# Stored data:
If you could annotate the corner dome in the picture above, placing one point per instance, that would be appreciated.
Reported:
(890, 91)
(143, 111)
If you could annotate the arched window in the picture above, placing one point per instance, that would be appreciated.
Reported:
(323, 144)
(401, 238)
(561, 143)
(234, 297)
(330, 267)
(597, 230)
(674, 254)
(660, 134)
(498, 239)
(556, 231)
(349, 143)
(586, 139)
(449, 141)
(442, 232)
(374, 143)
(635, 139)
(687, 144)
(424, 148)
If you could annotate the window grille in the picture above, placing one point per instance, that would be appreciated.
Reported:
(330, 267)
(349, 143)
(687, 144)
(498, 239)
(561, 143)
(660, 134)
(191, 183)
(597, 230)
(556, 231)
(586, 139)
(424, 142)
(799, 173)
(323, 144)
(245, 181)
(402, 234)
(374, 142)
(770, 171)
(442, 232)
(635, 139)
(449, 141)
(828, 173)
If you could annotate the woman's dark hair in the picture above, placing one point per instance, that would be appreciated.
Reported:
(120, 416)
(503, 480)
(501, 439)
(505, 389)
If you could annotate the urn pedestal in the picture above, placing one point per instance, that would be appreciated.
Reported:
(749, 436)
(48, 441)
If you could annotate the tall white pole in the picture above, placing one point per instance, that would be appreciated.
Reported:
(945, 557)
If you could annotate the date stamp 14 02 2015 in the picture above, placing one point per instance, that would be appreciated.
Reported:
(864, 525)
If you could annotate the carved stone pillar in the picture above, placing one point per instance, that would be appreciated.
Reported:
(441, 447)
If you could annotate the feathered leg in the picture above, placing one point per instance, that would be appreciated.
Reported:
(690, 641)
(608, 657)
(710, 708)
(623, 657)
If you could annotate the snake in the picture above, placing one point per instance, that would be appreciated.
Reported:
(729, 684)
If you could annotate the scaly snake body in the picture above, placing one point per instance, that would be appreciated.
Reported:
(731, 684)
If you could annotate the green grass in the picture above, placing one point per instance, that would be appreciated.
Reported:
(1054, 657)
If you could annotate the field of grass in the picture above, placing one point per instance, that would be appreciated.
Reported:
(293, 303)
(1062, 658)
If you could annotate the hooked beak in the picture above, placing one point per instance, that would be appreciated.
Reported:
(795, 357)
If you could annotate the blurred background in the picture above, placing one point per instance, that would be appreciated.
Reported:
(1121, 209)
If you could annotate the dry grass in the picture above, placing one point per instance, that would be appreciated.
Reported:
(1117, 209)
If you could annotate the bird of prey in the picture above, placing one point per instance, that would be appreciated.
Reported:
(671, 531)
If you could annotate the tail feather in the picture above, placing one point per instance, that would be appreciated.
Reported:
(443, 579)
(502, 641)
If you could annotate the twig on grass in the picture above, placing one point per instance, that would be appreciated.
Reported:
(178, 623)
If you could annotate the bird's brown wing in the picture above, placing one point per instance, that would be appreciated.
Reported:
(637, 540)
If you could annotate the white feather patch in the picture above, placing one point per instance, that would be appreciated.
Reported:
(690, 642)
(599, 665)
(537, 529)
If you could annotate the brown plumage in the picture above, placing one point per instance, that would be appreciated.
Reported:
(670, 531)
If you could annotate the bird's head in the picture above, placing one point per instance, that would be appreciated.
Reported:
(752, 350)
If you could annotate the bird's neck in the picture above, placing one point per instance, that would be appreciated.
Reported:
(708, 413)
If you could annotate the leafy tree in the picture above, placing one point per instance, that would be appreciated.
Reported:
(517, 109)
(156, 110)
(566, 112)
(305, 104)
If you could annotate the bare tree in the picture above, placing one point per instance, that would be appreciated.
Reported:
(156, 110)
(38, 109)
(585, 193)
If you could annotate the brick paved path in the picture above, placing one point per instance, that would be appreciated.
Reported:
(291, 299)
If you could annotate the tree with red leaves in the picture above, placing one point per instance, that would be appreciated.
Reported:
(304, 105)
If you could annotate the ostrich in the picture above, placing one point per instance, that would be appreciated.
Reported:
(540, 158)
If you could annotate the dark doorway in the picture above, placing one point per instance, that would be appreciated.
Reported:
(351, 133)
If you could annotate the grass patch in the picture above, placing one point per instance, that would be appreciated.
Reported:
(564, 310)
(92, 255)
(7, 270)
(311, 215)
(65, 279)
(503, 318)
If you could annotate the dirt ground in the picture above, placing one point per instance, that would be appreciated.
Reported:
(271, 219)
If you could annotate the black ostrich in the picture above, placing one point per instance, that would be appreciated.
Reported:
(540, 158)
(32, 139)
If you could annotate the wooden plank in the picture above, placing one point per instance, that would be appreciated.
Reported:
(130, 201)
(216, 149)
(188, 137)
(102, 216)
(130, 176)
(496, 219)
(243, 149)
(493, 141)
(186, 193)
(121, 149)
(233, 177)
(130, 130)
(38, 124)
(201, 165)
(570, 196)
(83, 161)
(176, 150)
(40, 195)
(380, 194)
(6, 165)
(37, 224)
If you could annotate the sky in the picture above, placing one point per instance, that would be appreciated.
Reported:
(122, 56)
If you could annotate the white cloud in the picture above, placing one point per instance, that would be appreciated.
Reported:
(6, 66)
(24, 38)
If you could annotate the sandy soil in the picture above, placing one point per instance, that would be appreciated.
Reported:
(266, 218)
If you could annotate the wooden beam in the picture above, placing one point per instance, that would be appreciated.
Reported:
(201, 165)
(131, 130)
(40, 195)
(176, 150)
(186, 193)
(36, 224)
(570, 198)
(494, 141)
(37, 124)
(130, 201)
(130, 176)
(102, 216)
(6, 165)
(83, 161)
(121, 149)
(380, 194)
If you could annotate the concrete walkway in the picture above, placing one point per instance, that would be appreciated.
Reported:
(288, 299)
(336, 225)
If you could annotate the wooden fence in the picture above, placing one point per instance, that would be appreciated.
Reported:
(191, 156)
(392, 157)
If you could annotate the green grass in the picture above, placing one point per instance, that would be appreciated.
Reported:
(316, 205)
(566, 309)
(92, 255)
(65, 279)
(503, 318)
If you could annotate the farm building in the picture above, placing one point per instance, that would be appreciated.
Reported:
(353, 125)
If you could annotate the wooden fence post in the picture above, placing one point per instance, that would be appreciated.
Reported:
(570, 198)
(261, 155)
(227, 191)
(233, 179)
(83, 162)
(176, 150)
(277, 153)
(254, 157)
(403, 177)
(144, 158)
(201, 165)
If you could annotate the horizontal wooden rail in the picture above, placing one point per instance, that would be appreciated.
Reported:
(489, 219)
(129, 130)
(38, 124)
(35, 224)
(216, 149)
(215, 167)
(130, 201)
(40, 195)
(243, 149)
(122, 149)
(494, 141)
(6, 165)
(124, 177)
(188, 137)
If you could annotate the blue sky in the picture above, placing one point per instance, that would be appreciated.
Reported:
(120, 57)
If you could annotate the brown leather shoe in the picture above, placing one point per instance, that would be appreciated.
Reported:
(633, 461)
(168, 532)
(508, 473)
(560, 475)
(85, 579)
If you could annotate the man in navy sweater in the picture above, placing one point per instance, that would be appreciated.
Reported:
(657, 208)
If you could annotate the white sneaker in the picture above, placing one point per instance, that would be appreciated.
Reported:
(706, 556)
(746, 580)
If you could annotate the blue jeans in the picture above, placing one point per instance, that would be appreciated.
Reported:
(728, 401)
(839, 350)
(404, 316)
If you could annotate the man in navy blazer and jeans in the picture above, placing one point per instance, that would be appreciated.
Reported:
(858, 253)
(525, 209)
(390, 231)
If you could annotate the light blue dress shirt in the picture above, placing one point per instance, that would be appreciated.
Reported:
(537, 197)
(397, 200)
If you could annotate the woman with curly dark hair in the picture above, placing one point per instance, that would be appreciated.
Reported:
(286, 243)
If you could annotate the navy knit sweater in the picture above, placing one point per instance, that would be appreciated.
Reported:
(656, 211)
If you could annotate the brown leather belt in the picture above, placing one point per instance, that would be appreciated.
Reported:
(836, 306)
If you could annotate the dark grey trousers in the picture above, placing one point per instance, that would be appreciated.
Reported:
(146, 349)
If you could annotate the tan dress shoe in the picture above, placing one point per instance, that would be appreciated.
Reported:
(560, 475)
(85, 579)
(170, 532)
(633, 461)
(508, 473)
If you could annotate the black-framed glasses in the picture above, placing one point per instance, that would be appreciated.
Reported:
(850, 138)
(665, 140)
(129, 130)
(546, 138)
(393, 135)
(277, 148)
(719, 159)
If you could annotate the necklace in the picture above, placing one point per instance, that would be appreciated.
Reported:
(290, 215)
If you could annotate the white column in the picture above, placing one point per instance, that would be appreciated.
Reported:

# Set exercise:
Everything from the line containing "If you could annotate the navy" to the end of the data above should be quoted exactly, please, both ends included, and nothing outside that span.

# The reply:
If you could annotate the navy knit sweater in the picture above, placing one point per instance, that would be appreciated.
Reported:
(656, 211)
If you could annotate the brown leather belt in the picture above, placing one point per instance, that would be appreciated.
Reported:
(836, 306)
If you could annotate the dark grey trousers in the picture above, placing one point per instance, that would be appreciated.
Reported:
(146, 349)
If you could annotate the tan dress shoe in the picture above, placing one point per instance, that would be appreciated.
Reported:
(560, 475)
(85, 579)
(170, 532)
(633, 461)
(508, 473)
If you could annotate the black-framed glasses in the picture above, placing one point per instance, that would be appreciated.
Reported:
(850, 138)
(665, 140)
(129, 130)
(546, 138)
(393, 135)
(277, 148)
(719, 159)
If you could annotate the necklace in the picture above, placing one point per instance, that would be appreciated.
Reported:
(290, 215)
If you could annotate the white column in the picture above, placing one point per instance, that would be appreciated.
Reported:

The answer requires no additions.